Request: Working from the line that contains "Please tag the fluffy" down to the last line below, repeat each line exactly.
Raw data start
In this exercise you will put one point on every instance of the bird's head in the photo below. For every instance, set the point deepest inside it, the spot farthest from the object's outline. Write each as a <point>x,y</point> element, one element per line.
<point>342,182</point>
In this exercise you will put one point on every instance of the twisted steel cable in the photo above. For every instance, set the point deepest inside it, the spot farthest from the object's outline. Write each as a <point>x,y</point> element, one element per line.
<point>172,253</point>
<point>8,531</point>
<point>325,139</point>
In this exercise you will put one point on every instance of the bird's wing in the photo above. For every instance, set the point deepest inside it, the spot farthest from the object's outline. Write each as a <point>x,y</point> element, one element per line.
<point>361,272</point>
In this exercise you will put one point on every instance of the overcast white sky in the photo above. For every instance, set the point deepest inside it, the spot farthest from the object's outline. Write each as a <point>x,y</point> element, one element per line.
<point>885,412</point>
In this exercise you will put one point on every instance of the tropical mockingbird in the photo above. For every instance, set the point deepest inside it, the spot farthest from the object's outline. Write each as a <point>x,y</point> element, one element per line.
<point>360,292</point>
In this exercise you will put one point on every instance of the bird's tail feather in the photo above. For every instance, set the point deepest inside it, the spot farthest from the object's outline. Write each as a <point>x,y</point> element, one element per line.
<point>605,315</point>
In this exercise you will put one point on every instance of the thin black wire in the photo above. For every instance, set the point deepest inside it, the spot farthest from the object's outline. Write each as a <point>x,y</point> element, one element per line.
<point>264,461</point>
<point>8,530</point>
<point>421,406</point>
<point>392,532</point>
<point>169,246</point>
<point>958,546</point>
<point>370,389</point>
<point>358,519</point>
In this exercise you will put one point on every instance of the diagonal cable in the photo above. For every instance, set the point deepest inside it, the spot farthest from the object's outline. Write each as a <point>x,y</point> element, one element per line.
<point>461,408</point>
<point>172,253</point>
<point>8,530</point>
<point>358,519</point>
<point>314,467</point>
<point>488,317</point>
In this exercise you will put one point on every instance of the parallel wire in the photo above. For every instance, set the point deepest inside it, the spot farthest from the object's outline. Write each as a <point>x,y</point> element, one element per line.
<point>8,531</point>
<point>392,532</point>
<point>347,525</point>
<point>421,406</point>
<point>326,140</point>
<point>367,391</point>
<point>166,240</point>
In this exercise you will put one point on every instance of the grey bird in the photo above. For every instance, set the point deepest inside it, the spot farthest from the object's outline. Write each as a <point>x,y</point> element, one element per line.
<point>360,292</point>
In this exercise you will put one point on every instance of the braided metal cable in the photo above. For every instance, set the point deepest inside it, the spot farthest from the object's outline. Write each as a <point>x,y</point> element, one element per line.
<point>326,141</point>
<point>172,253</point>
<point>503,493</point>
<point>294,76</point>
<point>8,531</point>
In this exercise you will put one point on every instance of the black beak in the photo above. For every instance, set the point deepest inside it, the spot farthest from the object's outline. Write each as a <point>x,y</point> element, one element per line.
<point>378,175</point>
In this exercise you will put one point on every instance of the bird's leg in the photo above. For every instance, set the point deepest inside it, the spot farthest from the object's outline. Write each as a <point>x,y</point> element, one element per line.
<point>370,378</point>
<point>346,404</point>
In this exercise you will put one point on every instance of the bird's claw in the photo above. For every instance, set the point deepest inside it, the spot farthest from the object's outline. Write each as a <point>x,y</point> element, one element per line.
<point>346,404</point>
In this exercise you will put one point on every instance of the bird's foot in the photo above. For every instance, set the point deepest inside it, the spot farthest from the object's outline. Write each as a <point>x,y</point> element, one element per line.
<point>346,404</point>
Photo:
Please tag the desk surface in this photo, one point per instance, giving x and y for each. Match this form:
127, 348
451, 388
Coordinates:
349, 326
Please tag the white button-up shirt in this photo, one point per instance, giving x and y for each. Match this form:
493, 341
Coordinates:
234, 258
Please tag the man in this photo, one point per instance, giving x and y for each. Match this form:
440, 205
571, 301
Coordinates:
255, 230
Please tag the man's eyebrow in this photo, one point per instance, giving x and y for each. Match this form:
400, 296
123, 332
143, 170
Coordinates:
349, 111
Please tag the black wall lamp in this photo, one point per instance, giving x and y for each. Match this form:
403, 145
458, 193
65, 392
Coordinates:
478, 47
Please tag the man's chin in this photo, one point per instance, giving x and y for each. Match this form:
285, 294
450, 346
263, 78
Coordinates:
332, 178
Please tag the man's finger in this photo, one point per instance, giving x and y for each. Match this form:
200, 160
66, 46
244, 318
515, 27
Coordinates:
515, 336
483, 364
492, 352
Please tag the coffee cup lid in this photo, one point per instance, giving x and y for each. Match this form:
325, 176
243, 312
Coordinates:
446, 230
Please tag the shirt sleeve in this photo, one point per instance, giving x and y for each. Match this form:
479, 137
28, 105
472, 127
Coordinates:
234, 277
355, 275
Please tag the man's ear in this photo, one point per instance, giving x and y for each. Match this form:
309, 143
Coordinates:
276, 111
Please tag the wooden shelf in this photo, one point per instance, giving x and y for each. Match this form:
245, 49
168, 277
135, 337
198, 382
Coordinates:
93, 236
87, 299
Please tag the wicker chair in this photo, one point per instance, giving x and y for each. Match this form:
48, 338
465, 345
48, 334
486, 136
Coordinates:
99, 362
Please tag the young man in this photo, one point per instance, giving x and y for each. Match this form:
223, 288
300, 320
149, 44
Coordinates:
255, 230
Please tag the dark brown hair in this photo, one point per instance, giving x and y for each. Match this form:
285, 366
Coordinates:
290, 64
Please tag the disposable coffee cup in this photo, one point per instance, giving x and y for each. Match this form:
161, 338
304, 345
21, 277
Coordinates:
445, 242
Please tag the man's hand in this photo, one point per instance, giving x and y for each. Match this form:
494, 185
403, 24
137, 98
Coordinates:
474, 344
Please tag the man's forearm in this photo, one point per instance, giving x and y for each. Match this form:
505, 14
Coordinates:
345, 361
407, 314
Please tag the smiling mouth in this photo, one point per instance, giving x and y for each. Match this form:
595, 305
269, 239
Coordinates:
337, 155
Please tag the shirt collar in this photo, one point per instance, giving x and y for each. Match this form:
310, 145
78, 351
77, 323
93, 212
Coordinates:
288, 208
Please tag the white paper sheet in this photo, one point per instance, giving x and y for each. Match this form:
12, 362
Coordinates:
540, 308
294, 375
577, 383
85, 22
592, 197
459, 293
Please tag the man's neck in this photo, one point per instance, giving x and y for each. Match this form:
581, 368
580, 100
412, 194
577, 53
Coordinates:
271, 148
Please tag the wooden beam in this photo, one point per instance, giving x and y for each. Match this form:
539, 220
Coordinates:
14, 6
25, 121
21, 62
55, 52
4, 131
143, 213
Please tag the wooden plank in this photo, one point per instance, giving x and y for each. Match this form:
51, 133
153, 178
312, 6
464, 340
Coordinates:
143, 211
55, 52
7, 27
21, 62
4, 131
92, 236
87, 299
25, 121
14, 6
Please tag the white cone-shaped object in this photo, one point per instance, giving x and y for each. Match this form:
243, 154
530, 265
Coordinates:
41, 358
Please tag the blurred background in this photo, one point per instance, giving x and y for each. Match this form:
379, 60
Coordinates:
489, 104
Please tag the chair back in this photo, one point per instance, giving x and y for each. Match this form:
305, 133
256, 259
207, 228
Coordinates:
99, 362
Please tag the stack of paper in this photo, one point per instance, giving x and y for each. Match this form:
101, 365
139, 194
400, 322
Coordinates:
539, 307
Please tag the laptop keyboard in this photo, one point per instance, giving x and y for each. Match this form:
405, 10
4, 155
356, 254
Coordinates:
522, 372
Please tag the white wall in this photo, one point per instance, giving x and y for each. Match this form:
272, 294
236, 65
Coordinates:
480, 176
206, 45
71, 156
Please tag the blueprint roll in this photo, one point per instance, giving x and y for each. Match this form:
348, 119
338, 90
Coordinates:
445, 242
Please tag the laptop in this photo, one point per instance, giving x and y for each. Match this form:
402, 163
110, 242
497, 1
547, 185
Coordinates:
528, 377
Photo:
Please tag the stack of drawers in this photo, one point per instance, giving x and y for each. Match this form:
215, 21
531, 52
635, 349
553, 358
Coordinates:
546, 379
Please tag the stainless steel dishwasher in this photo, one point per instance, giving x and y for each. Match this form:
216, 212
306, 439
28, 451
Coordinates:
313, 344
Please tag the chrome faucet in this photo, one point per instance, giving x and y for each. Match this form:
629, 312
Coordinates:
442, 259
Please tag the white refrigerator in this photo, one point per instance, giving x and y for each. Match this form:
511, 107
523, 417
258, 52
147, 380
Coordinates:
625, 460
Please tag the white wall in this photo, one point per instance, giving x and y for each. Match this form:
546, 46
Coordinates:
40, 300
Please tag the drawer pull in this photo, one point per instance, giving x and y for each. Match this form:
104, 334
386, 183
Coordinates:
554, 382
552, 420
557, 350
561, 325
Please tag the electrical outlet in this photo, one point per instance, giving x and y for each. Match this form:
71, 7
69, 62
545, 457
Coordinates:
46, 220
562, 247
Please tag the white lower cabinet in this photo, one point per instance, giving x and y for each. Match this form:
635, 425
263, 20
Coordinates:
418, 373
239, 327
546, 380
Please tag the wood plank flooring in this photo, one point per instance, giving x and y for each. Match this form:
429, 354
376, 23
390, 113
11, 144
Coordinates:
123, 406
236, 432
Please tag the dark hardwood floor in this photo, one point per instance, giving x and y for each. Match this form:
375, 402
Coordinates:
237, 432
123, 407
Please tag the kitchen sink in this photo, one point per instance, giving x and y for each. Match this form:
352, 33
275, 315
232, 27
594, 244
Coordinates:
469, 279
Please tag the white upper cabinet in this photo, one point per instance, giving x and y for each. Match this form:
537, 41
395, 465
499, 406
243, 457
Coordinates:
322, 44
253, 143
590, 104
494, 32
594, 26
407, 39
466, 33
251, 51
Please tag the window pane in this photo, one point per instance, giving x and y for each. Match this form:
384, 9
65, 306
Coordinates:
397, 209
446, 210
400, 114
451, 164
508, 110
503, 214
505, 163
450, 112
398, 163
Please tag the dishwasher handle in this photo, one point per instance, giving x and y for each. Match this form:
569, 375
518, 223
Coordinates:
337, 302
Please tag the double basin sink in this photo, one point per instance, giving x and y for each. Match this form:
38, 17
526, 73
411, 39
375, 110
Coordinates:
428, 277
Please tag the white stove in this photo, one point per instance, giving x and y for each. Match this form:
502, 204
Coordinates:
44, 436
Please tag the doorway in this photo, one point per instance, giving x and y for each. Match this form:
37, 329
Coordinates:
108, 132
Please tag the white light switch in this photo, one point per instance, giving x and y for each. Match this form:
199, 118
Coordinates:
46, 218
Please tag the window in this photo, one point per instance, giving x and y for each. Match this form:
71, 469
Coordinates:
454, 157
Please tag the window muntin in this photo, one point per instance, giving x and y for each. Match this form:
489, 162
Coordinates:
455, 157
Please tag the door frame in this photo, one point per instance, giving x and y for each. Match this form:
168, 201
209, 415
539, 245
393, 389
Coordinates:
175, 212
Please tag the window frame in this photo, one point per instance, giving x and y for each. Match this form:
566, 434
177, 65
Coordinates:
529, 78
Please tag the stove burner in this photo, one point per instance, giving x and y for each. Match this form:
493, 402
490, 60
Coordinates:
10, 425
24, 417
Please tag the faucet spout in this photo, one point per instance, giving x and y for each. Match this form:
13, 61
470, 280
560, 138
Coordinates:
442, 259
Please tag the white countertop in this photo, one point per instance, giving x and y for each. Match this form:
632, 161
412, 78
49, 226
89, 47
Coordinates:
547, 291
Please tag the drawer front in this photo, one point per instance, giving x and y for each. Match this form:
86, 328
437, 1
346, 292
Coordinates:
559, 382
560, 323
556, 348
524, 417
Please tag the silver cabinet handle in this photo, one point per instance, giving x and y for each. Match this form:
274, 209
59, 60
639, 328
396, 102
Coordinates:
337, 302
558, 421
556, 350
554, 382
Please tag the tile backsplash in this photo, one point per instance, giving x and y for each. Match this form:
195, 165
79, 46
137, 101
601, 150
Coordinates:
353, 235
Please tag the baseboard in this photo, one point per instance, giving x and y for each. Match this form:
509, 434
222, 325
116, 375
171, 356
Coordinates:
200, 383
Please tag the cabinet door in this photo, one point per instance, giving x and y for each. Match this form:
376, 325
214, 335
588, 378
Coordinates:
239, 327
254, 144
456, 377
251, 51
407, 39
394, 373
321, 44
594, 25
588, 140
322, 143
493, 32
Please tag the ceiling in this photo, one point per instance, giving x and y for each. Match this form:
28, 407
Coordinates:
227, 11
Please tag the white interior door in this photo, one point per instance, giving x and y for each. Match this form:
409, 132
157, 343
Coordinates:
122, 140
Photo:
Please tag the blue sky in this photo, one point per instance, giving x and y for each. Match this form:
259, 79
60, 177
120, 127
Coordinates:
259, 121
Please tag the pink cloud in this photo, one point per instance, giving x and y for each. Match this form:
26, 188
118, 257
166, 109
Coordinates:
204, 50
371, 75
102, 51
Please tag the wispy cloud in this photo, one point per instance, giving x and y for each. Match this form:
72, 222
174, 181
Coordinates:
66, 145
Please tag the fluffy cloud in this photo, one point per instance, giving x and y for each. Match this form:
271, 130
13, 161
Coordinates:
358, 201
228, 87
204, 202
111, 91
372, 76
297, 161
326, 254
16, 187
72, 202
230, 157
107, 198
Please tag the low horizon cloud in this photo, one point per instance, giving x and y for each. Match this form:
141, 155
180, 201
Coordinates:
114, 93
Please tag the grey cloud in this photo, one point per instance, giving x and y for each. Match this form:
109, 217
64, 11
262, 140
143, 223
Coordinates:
Raw data end
Task response:
Please tag the fluffy cloud in this photo, one point per instance, giving x and y for each. Match this form:
271, 130
13, 161
Coordinates:
358, 201
228, 87
204, 202
111, 91
372, 76
297, 161
326, 254
16, 187
72, 202
230, 157
107, 198
Please tag the low horizon cloud in this photo, one point per instance, giving x and y for each. Match this form:
141, 155
180, 201
Coordinates:
114, 93
Please tag the grey cloud in this photo, one point per instance, giving x and y for each. Match this form:
109, 217
64, 11
262, 140
143, 223
Coordinates:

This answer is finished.